DTA curve of CBS glass at a heating rate of 10 °C min⁻¹

3.2 Sintering and characterization of Mg₄Nb₂O₉ ceramics

The bulk densities of Mg₄Nb₂O₉ specimens with 0, 2, 4, 6 and 8wt% CBS glass additions are shown in Fig. 2. The densities of the samples increase dramatically when the sintering temperatures rise from 1,075 to 1,125 °C. But the samples show slightly worse sinterabilities with the higher sintering temperatures than 1,125 °C, especially for 6 and 8wt% glass doped samples. The densities of Mg₄Nb₂O₉ without glass addition increase only from 2.71 to 3.32 g cm⁻³ as the sintering temperatures increase from 1,100 to 1,175 °C, while the densities of samples with 2wt% glass addition increase from 3.71 to 4.05 g cm⁻³. Since the low melting temperature of CBS addition, the liquid phase sintering occurs during sintering, which will reduce the activation energy and promote the rapid grain growth, leading to the densification of Mg₄Nb₂O₉ ceramics. However, the densities decrease with the enhancing glass addition from 2 to 8wt% in the temperature range of 1,075 to 1,175 °C, which is mainly due to the small density of the CBS glass addition (only about 2.5 g cm⁻³).

Fig. 2

Relationship between the bulk densities of Mg₄Nb₂O₉ ceramics and sintering temperatures

3.3 XRD analysis results and SEM observations

XRD patterns of Mg₄Nb₂O₉ ceramics with different glass additions sintered at 1,125 °C are displayed in Fig. 3. The pure and CBS doped ceramics are all composed of Mg₄Nb₂O₉ and MgNb₂O₆. The single Mg₄Nb₂O₉ phase is difficult to obtain via the conventional solid state reaction method and the residual MgNb₂O₆ phase is detected in the samples. In addition, the glass additions also affect the phase compositions and reaction between glass and MgNb₂O₆ may also occur during the sintering process. It causes the peak intensity at about 2θ = 19.9° decreases obviously with the CBS glass addition rising from 2 to 8wt%. However, the exact reactions are not well understood and still need more study in future.

#### [Prompt]
Write out, word for word, the part of the ceramics text that opens with "3.3 XRD analysis" and closes with "study in future.". The lines that follow have nothing to do with the ceramics text.

#### [Material shown]
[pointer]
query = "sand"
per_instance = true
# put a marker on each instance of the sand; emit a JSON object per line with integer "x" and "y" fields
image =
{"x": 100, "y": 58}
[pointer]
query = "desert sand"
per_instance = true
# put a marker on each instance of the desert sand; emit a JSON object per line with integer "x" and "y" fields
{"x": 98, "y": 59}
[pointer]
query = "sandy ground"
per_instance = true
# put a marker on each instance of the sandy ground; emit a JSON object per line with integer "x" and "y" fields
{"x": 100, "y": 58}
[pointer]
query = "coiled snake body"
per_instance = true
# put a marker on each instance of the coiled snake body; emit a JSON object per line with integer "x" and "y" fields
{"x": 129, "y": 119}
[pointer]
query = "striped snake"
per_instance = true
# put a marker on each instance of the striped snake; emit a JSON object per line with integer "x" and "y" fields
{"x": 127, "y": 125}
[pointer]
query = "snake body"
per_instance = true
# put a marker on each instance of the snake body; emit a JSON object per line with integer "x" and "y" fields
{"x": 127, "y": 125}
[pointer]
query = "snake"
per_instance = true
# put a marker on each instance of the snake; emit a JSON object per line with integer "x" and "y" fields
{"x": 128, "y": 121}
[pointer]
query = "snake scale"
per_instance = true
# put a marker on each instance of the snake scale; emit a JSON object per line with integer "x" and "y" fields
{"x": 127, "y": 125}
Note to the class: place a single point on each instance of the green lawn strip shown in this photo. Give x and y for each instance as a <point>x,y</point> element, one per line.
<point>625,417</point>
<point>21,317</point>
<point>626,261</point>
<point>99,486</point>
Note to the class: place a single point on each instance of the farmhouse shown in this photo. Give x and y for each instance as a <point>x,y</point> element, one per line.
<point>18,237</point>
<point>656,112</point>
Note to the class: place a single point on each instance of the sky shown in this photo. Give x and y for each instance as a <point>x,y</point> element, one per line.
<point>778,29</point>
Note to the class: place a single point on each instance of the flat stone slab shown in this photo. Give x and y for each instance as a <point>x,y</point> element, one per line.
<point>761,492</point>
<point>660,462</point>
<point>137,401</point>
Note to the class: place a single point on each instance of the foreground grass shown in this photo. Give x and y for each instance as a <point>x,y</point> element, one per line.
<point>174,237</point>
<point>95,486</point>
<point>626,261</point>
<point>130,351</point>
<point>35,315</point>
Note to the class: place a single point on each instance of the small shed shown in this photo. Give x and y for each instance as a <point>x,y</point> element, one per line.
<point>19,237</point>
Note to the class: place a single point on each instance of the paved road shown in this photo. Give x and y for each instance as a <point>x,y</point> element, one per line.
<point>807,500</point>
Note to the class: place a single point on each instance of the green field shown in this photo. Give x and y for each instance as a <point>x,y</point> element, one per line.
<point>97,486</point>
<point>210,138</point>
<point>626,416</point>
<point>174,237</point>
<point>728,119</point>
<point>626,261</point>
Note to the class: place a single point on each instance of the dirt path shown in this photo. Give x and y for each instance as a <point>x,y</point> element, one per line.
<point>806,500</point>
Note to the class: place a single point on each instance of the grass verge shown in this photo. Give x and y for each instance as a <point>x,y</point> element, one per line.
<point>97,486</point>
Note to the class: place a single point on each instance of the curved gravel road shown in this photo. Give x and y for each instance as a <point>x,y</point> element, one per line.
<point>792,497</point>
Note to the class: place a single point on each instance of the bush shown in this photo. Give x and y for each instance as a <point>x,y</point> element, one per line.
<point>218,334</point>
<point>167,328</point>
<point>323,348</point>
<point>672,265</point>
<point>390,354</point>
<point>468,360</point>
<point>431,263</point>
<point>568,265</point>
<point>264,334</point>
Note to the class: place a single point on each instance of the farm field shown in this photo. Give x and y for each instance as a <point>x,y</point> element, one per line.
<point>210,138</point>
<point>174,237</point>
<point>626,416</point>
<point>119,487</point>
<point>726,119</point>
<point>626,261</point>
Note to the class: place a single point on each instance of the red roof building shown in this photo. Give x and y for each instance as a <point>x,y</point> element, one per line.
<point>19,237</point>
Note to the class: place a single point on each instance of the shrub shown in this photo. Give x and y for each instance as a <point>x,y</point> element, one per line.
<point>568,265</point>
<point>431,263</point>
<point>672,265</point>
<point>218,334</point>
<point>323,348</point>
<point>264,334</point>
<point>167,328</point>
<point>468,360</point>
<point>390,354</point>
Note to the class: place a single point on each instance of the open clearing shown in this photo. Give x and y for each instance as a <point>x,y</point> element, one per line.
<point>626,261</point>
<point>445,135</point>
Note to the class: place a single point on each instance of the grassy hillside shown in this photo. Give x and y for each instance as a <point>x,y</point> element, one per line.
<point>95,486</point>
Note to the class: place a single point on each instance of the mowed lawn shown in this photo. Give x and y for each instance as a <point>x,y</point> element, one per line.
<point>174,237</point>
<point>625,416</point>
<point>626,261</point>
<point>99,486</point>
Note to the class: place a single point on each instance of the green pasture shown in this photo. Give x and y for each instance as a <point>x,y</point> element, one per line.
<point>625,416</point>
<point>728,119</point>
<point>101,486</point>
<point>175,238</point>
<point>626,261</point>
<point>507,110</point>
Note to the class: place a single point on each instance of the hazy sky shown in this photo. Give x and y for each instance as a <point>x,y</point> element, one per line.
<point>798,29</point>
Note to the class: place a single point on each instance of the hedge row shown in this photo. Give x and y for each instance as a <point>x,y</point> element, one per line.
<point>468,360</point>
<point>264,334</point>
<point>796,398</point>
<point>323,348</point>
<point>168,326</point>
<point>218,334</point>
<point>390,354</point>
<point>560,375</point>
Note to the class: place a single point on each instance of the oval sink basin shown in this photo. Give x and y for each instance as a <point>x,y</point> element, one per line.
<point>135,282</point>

#### [Solved exercise]
3.3 XRD analysis results and SEM observations

XRD patterns of Mg₄Nb₂O₉ ceramics with different glass additions sintered at 1,125 °C are displayed in Fig. 3. The pure and CBS doped ceramics are all composed of Mg₄Nb₂O₉ and MgNb₂O₆. The single Mg₄Nb₂O₉ phase is difficult to obtain via the conventional solid state reaction method and the residual MgNb₂O₆ phase is detected in the samples. In addition, the glass additions also affect the phase compositions and reaction between glass and MgNb₂O₆ may also occur during the sintering process. It causes the peak intensity at about 2θ = 19.9° decreases obviously with the CBS glass addition rising from 2 to 8wt%. However, the exact reactions are not well understood and still need more study in future.